_ASSIGNMENT:_ In the data below, the answer is the run of lines from the line containing "175L154 170L136 172L135" through the line containing "positive clicks: (269, 195)", both included; print it exactly and nothing else.

- - - - - - -

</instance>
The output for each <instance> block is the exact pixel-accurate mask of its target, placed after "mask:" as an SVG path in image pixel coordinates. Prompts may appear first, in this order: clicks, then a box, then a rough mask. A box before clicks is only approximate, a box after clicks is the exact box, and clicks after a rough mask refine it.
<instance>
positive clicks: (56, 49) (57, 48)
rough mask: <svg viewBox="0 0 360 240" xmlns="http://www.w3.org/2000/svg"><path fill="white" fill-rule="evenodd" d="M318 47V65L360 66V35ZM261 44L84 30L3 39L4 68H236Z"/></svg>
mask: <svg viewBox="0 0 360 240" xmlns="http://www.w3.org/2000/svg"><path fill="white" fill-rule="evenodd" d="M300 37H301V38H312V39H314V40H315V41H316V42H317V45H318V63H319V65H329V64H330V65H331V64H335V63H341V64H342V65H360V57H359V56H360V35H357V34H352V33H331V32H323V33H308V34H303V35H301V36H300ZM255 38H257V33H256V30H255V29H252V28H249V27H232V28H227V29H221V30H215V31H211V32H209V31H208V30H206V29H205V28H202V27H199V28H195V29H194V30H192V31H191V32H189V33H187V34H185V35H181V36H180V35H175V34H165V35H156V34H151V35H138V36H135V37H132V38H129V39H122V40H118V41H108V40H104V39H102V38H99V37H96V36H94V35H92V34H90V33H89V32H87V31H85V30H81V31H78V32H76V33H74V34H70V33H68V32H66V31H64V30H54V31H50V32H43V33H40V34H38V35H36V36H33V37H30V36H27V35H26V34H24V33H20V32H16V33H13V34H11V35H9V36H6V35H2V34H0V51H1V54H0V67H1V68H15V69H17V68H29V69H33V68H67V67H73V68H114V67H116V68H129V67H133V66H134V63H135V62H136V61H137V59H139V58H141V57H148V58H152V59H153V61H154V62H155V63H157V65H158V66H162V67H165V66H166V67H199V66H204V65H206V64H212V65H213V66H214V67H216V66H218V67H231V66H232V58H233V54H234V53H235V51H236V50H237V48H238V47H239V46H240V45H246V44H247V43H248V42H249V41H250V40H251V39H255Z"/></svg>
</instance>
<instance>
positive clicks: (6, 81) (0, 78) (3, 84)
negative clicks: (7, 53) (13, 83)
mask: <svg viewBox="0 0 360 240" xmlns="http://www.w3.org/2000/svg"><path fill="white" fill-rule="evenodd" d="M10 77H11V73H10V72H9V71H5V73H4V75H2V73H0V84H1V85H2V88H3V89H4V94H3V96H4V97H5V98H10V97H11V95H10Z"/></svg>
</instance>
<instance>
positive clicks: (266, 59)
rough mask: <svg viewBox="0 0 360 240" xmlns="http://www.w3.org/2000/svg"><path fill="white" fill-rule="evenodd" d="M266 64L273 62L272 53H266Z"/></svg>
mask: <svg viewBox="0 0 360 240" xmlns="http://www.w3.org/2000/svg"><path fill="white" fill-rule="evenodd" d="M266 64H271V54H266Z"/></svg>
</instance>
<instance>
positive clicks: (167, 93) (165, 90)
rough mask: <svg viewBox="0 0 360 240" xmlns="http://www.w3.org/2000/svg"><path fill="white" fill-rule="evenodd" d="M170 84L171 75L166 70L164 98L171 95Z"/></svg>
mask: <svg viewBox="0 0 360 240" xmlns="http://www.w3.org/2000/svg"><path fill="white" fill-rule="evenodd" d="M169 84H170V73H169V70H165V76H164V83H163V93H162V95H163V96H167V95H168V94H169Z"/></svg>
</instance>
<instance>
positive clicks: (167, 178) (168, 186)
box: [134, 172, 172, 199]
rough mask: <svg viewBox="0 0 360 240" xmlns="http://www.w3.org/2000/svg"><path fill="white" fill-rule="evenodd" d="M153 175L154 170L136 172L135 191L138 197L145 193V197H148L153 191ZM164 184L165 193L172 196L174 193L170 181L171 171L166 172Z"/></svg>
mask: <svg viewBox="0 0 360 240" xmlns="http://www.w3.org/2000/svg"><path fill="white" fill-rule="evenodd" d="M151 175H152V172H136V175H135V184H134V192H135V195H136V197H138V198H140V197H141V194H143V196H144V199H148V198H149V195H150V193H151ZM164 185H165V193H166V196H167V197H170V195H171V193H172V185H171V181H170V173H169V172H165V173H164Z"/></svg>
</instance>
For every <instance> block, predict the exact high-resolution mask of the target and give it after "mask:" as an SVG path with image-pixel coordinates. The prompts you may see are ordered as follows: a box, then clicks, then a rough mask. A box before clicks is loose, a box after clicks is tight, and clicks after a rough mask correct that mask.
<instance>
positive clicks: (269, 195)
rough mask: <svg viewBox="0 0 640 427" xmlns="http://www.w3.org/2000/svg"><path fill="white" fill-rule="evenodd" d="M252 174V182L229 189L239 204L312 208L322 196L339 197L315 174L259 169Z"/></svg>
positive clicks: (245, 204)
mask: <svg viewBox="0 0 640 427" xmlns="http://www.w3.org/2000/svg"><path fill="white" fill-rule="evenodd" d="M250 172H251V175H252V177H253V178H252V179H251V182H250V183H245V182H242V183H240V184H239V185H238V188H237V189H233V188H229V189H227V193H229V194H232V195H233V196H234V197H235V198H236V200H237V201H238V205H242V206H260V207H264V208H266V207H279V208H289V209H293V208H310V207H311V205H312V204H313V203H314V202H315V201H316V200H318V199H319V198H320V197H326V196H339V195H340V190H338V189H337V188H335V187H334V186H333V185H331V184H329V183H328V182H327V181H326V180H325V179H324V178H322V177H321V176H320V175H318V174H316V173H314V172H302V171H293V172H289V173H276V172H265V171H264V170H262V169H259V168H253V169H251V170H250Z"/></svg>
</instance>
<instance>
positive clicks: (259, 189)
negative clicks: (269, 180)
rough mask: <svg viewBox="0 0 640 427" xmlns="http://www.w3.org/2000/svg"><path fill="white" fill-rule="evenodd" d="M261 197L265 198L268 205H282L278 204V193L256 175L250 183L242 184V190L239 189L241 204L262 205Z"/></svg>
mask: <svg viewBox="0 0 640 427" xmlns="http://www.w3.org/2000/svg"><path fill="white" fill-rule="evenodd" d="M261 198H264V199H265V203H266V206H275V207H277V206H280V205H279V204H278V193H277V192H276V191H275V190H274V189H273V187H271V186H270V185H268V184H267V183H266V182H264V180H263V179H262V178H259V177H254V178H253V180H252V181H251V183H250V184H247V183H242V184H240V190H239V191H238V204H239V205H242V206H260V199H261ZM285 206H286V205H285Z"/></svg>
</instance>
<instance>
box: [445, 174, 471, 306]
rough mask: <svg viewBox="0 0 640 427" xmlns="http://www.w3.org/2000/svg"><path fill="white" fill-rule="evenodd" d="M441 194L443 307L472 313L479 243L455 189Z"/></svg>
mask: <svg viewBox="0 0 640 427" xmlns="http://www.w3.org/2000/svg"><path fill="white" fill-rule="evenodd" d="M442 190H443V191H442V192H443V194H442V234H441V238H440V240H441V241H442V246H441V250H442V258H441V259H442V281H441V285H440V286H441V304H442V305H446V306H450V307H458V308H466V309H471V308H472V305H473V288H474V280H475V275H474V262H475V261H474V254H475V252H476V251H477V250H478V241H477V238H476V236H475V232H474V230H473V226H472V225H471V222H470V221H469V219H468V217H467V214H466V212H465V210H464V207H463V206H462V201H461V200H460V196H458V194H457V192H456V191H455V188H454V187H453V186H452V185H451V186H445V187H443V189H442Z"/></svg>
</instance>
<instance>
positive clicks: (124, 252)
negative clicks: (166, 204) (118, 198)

- - - - - - -

_PROBLEM SOLUTION:_
rough mask: <svg viewBox="0 0 360 240" xmlns="http://www.w3.org/2000/svg"><path fill="white" fill-rule="evenodd" d="M153 175L154 170L136 172L135 191L138 197L145 193V197H148L153 191ZM164 184L165 193L172 196L174 193L170 181L171 171L166 172Z"/></svg>
mask: <svg viewBox="0 0 360 240" xmlns="http://www.w3.org/2000/svg"><path fill="white" fill-rule="evenodd" d="M151 175H152V172H136V175H135V184H134V192H135V195H136V197H138V198H140V197H141V194H143V196H144V199H148V198H149V195H150V193H151ZM164 185H165V193H166V196H167V197H170V195H171V193H172V185H171V181H170V173H169V172H165V173H164Z"/></svg>
</instance>
For every <instance> block, predict the exact high-resolution mask of the target and give it after "mask:" as an SVG path with image-pixel coordinates. The prompts you may see are ordered as follows: a box, then clicks, then a rough mask. A box before clicks is loose, a box after clicks is tight, and clicks after a rough mask correct that mask.
<instance>
positive clicks: (269, 195)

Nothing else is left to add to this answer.